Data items
---
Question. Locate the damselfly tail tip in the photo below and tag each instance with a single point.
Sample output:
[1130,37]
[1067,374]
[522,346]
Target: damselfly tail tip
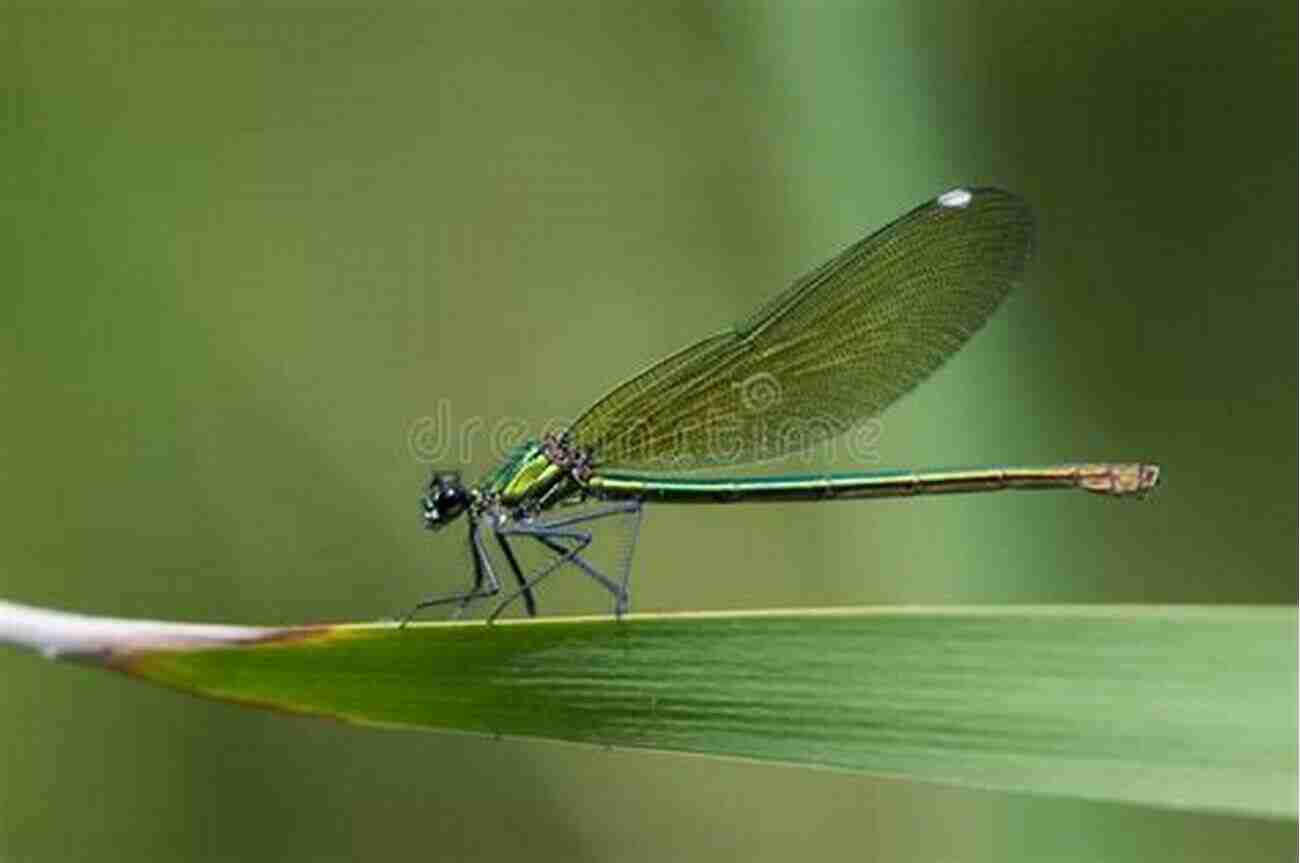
[1119,480]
---
What is being asked
Print every line of the data above word for word, leaving out the picture.

Right answer
Question. Locate the damselfly tail tip in the photo below and tag each instance with a single point.
Sample output:
[1130,37]
[1067,374]
[522,346]
Target: damselfly tail tip
[1119,480]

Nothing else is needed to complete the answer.